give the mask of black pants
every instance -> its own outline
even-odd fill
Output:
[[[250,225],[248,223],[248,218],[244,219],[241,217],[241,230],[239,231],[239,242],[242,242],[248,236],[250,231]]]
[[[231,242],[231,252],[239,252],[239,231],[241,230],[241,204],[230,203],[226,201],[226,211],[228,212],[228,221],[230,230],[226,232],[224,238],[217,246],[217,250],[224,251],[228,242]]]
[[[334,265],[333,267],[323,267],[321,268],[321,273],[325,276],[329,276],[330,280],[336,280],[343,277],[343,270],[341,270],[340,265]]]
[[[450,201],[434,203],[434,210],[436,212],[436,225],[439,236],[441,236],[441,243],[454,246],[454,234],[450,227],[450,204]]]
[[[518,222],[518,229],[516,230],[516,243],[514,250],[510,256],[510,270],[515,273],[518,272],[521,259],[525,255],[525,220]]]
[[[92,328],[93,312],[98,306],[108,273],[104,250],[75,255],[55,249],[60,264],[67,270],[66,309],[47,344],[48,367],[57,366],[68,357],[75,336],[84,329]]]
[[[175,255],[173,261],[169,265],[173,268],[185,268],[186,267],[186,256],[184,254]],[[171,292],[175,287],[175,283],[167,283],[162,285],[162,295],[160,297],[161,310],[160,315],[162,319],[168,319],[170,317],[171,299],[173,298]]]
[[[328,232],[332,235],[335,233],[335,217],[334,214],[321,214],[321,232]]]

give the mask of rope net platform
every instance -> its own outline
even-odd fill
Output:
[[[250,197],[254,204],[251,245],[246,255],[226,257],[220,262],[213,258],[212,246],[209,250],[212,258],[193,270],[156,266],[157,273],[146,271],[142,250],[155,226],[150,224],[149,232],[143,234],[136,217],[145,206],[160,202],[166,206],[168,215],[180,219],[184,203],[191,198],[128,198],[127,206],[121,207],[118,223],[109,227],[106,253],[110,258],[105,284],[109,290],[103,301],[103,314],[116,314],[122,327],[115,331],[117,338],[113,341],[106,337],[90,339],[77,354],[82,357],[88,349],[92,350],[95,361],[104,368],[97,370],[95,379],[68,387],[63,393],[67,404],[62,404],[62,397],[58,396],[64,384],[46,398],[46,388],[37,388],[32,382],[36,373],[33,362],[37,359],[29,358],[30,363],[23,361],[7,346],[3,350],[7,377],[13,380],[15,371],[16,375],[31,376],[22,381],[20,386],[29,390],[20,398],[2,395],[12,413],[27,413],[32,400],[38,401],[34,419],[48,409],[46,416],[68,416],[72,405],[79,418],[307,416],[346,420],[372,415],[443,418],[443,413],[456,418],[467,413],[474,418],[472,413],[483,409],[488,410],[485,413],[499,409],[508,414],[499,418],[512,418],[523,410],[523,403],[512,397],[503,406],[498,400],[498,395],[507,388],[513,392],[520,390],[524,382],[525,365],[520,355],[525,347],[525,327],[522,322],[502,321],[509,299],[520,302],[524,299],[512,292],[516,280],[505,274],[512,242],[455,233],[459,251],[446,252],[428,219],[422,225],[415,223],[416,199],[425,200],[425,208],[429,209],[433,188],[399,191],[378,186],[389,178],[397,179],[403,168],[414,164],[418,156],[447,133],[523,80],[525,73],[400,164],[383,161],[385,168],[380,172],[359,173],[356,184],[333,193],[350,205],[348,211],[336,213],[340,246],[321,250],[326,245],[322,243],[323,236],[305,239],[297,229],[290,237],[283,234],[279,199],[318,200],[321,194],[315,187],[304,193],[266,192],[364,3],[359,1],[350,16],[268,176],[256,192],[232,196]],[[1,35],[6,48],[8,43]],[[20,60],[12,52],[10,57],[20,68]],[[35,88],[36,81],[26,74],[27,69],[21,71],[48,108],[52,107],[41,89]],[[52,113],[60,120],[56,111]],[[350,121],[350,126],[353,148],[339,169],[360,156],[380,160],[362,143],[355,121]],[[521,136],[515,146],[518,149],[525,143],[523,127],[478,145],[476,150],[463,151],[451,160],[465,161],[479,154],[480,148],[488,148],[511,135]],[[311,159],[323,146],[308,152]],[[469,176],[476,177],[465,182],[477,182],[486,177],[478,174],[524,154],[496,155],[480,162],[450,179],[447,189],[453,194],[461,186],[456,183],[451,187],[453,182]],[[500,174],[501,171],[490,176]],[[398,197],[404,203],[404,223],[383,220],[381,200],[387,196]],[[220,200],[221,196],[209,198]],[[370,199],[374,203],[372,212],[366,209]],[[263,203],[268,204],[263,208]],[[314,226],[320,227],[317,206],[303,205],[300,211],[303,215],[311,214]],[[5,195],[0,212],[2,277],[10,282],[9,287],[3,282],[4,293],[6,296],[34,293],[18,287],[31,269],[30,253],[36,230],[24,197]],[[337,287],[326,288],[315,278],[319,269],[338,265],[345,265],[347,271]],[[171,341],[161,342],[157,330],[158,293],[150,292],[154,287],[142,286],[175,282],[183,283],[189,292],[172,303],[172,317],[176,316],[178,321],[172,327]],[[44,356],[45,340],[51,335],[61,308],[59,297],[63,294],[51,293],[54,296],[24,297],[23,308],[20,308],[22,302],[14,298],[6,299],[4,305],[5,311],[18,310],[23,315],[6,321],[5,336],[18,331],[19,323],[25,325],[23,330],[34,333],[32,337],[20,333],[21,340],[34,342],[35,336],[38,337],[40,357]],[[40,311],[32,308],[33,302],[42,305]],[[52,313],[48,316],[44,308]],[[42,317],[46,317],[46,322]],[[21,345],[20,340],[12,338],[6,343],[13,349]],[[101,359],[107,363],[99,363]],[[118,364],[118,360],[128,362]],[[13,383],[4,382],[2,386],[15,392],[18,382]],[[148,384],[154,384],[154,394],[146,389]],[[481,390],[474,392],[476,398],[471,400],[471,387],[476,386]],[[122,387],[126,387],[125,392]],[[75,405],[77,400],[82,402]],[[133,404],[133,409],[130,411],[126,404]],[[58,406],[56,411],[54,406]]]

· · · ·

> [BRIEF]
Every entry above needs to be quoted exactly.

> [RESULT FOR THIS TASK]
give the mask of black pants
every instance -> its own outline
even-odd fill
Output:
[[[250,225],[248,223],[248,218],[244,219],[241,217],[241,230],[239,231],[239,242],[242,242],[248,236],[250,231]]]
[[[231,242],[231,252],[239,252],[239,231],[241,230],[241,204],[230,203],[226,201],[226,211],[228,212],[228,221],[230,230],[226,232],[224,238],[217,246],[217,250],[224,251],[228,242]]]
[[[334,265],[333,267],[323,267],[321,268],[321,273],[325,276],[329,276],[330,280],[336,280],[343,277],[343,270],[341,270],[340,265]]]
[[[450,201],[434,203],[434,210],[436,212],[436,225],[439,236],[441,236],[441,243],[454,246],[454,234],[450,227],[450,204]]]
[[[518,222],[518,229],[516,230],[516,243],[514,250],[510,256],[510,270],[515,273],[518,272],[521,259],[525,255],[525,220]]]
[[[92,328],[93,312],[98,306],[108,273],[104,250],[75,255],[55,249],[60,264],[67,270],[66,309],[47,344],[48,367],[57,366],[68,357],[75,336],[84,329]]]
[[[175,255],[173,261],[169,265],[173,268],[185,268],[186,267],[186,256],[184,254]],[[171,292],[175,287],[175,283],[167,283],[162,285],[162,295],[160,297],[161,310],[160,315],[162,319],[168,319],[170,317],[171,299],[173,298]]]
[[[328,232],[332,235],[335,233],[335,217],[334,214],[321,214],[321,232]]]

give the mask of rope net platform
every instance -> its own outline
even-odd fill
Output:
[[[250,197],[254,204],[251,245],[246,255],[226,257],[220,262],[213,258],[212,246],[209,250],[212,258],[193,270],[156,266],[157,273],[146,271],[142,250],[155,226],[150,224],[149,232],[143,234],[136,217],[145,206],[160,202],[166,206],[168,215],[180,219],[184,203],[191,198],[128,198],[127,206],[121,207],[118,223],[109,227],[106,253],[110,258],[105,284],[109,290],[103,301],[103,314],[116,314],[122,327],[115,331],[117,338],[113,341],[106,337],[90,339],[77,354],[82,357],[88,349],[92,350],[95,361],[104,368],[97,370],[95,379],[68,387],[63,393],[67,404],[62,404],[62,397],[58,396],[64,384],[46,398],[46,388],[37,388],[32,382],[36,373],[33,362],[37,359],[29,358],[30,363],[23,361],[7,346],[3,350],[7,377],[13,380],[15,371],[16,375],[31,376],[22,381],[20,386],[29,390],[20,398],[2,395],[12,413],[27,413],[32,400],[38,401],[34,419],[48,409],[46,416],[68,416],[72,405],[79,418],[307,416],[346,420],[372,415],[443,418],[443,413],[456,418],[467,413],[474,418],[472,413],[483,409],[488,410],[485,413],[499,409],[508,414],[499,418],[512,418],[523,410],[523,403],[512,397],[503,406],[498,400],[498,395],[507,388],[513,392],[520,390],[524,382],[525,365],[520,355],[525,347],[525,327],[522,322],[502,321],[509,299],[520,302],[524,299],[512,292],[516,280],[505,274],[512,242],[455,233],[459,251],[446,252],[428,219],[422,225],[415,223],[416,199],[425,200],[425,208],[429,209],[433,188],[399,191],[378,186],[389,178],[397,179],[403,168],[414,164],[418,156],[447,133],[523,80],[525,73],[400,164],[383,161],[385,168],[380,172],[359,173],[356,184],[333,193],[350,205],[348,211],[336,213],[340,246],[321,250],[326,245],[322,243],[323,236],[305,239],[297,229],[290,237],[283,234],[279,199],[318,200],[321,194],[315,187],[304,193],[266,192],[364,3],[359,1],[350,16],[268,176],[256,192],[232,196]],[[1,35],[6,48],[8,43]],[[20,60],[12,52],[10,57],[20,68]],[[35,88],[36,81],[26,74],[27,69],[21,71],[48,108],[52,107],[41,89]],[[52,113],[60,120],[56,111]],[[350,121],[350,126],[353,148],[339,169],[360,156],[380,160],[362,143],[355,121]],[[521,136],[515,146],[518,149],[525,143],[523,127],[478,145],[476,150],[463,151],[451,160],[465,161],[479,154],[480,148],[488,148],[511,135]],[[311,159],[323,146],[308,152]],[[469,176],[476,177],[465,182],[477,182],[486,177],[478,174],[524,154],[496,155],[480,162],[450,179],[447,189],[453,194],[461,186],[456,183],[451,187],[453,182]],[[500,174],[501,171],[490,176]],[[398,197],[404,203],[404,223],[383,220],[381,200],[387,196]],[[220,200],[221,196],[209,198]],[[370,199],[374,203],[372,212],[366,209]],[[263,203],[268,204],[263,208]],[[314,226],[320,227],[317,206],[303,205],[300,211],[303,215],[311,214]],[[5,195],[0,212],[2,277],[10,282],[9,287],[3,282],[4,293],[6,296],[34,293],[18,287],[31,269],[30,253],[36,230],[24,197]],[[337,287],[326,288],[315,278],[319,269],[338,265],[345,265],[347,271]],[[171,341],[161,342],[157,330],[158,293],[150,292],[154,287],[142,286],[175,282],[183,283],[189,292],[172,303],[172,317],[176,316],[178,321],[172,327]],[[44,356],[45,340],[51,335],[61,308],[59,297],[63,294],[51,293],[54,296],[24,297],[23,308],[20,308],[22,302],[14,298],[6,299],[4,305],[5,311],[18,310],[23,315],[6,321],[5,336],[18,331],[19,323],[25,325],[23,330],[34,333],[32,337],[20,333],[21,340],[34,342],[35,336],[38,337],[40,357]],[[40,311],[32,308],[33,302],[42,305]],[[52,313],[48,316],[44,308]],[[42,317],[46,317],[46,322]],[[21,345],[20,340],[12,338],[6,343],[13,349]],[[101,359],[107,363],[99,363]],[[118,364],[118,360],[128,362]],[[13,383],[4,382],[2,386],[15,392],[18,382]],[[148,384],[154,384],[154,394],[146,389]],[[481,390],[474,392],[476,398],[471,400],[471,387],[476,386]],[[122,387],[126,387],[125,392]],[[75,405],[77,400],[82,402]],[[133,404],[133,409],[130,411],[126,404]],[[58,406],[56,411],[54,406]]]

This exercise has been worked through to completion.